* [引用文]:
-------
調べてみたら、部落解放同盟の研究機関である部落解放研究所が編集する『部落開放』(2002年9月号)に収録の特集「ポストコロニアリズム・植民地主義は終わらない」に知念ウシさんの「空洞の埋まる日」という寄稿があった(テキストはWEBにもアップされている)。

私は 本屋でたまたま一冊の雑誌を手に取った。写真を主体とした、おしゃれでかっこいいと評判のその雑誌は9・11事件の特集を組んでいた。パラパラッとめくると池澤氏のインタビューが載っていた。9・11後の世界清勢や、それについて書くことの意義を雄弁に語っている。付いている写真もとてもかっこいい。このインタビューは次のように終わる。

――(中略)今のイギリスの文学だって、カズオ・イシグロもそうだけど、所謂イギリスから出て、周辺で俯瞰して見ている人が作品を提供している。だからそういう意味では、池澤さんが沖縄にいるということはメールマガジンの位相としても大きい役割だという感じはしますね。

池澤
全体の構図を見てとりやすい場所というものがあるでしょう。その意味で沖縄というのは、僕が意図して、確信犯として選んだ土地ですからね。
-------
* [課題の目的]: 引用文の「調べてみたら、部落解放同盟の」から「役割だという感じはしますね。」までを、両端の語句も含めて書き直す。その際、「インタビュー」を「対談」に差し替えること。

* [データ一覧]:
-------
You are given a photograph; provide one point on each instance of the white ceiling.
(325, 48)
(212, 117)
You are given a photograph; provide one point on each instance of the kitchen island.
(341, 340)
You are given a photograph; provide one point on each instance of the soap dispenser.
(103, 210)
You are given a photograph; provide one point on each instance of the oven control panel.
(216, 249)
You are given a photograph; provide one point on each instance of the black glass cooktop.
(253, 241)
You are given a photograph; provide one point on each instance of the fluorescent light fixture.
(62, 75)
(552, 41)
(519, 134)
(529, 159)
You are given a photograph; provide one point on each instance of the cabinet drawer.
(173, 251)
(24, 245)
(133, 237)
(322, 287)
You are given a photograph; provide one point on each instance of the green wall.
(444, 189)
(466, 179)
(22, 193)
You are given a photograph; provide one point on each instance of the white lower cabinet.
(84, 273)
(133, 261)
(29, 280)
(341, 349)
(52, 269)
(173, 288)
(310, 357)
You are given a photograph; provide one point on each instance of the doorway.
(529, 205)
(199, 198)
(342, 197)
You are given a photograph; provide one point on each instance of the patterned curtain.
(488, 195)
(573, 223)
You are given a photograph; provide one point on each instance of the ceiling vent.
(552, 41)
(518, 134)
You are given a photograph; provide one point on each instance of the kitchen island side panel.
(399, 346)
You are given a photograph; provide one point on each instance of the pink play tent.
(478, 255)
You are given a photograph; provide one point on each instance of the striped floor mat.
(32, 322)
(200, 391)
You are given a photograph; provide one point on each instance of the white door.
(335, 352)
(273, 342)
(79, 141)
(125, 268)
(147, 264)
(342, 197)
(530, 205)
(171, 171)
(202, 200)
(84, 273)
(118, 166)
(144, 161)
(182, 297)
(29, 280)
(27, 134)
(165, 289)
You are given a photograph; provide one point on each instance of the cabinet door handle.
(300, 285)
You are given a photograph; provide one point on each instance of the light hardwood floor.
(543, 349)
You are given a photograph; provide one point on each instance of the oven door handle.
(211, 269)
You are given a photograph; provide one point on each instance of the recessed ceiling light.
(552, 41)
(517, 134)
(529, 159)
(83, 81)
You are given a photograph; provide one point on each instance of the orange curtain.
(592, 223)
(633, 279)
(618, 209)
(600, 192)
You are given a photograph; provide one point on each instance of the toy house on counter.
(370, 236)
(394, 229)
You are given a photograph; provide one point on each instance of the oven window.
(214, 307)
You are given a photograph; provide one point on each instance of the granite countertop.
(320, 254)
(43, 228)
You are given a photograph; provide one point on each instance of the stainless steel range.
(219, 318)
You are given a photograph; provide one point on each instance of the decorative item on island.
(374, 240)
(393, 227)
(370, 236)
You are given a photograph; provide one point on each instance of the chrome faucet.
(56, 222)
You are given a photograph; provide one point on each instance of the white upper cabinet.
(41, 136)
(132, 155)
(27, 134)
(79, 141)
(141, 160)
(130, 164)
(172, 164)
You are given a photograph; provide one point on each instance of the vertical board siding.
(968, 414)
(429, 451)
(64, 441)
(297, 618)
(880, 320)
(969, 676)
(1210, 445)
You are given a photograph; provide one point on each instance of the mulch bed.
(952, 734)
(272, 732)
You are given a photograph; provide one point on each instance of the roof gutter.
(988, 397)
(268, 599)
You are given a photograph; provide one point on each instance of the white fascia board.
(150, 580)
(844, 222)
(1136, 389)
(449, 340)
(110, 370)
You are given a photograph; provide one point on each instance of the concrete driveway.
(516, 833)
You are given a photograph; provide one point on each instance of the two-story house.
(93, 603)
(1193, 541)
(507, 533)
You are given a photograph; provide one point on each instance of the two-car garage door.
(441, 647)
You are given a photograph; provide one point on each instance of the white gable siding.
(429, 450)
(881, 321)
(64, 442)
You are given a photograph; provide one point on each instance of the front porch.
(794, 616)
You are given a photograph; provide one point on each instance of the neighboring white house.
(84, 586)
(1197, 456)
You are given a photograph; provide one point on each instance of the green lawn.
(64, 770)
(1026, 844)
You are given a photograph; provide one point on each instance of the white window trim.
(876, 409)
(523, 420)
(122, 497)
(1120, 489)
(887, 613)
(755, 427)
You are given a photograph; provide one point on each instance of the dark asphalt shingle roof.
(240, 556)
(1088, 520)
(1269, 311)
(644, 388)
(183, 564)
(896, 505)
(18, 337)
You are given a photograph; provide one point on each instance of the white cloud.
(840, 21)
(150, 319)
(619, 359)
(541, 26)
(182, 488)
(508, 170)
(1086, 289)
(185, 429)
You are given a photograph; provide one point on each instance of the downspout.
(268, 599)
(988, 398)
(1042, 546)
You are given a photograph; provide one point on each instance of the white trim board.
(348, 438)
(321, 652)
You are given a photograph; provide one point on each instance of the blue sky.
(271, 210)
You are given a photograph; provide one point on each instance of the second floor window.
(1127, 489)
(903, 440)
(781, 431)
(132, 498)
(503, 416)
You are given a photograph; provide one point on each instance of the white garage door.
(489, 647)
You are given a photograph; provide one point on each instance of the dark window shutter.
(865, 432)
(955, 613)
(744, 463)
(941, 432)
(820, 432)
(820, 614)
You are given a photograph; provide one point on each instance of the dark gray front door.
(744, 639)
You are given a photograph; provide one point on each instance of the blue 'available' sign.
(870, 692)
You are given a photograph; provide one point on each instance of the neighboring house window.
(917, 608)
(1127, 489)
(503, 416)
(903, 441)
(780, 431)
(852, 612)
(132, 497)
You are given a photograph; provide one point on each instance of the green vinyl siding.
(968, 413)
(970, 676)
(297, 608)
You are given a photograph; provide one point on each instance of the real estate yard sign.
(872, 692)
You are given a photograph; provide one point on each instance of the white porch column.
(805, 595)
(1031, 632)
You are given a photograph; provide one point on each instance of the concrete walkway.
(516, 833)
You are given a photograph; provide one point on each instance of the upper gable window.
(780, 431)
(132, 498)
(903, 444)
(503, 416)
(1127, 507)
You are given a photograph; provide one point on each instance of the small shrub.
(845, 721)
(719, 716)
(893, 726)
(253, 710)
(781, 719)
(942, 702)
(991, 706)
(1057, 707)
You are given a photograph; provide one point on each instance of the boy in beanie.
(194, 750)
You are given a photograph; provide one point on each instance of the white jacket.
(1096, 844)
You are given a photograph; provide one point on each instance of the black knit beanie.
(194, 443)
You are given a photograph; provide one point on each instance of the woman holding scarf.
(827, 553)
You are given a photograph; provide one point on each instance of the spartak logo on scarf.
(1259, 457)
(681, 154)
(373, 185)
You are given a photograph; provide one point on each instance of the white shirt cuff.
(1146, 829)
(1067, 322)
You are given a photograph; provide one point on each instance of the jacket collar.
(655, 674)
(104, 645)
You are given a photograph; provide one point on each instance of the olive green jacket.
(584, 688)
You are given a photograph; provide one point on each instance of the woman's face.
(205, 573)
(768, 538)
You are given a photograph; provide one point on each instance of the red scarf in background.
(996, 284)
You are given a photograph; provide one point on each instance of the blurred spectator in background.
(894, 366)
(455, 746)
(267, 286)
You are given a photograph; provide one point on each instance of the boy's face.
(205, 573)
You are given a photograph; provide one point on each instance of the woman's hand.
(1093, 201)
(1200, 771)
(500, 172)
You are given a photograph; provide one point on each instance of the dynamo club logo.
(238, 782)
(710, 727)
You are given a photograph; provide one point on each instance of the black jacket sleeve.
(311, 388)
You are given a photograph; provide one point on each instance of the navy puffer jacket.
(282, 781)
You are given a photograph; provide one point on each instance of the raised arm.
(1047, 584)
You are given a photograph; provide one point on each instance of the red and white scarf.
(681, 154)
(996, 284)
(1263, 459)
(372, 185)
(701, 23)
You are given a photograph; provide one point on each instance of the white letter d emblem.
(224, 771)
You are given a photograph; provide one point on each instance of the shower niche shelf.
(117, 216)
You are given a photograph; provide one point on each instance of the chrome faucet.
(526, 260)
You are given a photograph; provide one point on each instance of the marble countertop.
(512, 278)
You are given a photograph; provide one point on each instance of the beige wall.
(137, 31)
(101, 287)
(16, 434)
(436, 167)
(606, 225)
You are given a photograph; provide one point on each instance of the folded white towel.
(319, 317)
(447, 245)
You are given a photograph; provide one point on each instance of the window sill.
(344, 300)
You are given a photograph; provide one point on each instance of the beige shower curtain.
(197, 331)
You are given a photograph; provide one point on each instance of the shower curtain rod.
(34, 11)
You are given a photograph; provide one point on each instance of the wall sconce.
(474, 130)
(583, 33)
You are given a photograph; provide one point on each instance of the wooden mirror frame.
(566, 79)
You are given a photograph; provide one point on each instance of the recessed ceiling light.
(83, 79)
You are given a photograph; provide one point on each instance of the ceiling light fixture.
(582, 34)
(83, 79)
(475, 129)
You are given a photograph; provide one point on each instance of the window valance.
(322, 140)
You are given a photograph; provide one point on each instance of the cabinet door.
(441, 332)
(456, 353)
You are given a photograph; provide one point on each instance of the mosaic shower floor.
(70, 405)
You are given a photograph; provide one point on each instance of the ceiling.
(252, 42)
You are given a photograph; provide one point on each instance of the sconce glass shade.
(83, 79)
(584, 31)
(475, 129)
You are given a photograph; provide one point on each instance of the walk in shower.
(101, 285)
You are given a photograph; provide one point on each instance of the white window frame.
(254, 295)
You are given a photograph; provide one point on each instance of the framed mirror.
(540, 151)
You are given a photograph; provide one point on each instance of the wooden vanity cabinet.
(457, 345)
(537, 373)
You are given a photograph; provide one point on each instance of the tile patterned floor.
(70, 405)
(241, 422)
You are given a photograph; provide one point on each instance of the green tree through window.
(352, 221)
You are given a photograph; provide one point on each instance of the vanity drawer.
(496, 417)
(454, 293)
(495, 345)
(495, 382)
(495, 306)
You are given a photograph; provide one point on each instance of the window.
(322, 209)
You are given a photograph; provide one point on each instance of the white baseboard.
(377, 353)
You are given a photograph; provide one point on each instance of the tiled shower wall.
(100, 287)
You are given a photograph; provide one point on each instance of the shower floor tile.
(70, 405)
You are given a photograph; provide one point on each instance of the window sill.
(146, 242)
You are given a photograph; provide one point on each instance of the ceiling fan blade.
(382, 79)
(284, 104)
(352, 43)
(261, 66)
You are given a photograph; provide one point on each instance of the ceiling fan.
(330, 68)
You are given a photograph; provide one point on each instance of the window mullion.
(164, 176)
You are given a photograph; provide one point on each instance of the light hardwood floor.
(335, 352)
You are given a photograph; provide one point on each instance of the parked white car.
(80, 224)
-------
* [結果は以下]:
調べてみたら、部落解放同盟の研究機関である部落解放研究所が編集する『部落開放』(2002年9月号)に収録の特集「ポストコロニアリズム・植民地主義は終わらない」に知念ウシさんの「空洞の埋まる日」という寄稿があった(テキストはWEBにもアップされている)。

私は 本屋でたまたま一冊の雑誌を手に取った。写真を主体とした、おしゃれでかっこいいと評判のその雑誌は9・11事件の特集を組んでいた。パラパラッとめくると池澤氏の対談が載っていた。9・11後の世界清勢や、それについて書くことの意義を雄弁に語っている。付いている写真もとてもかっこいい。この対談は次のように終わる。

――(中略)今のイギリスの文学だって、カズオ・イシグロもそうだけど、所謂イギリスから出て、周辺で俯瞰して見ている人が作品を提供している。だからそういう意味では、池澤さんが沖縄にいるということはメールマガジンの位相としても大きい役割だという感じはしますね。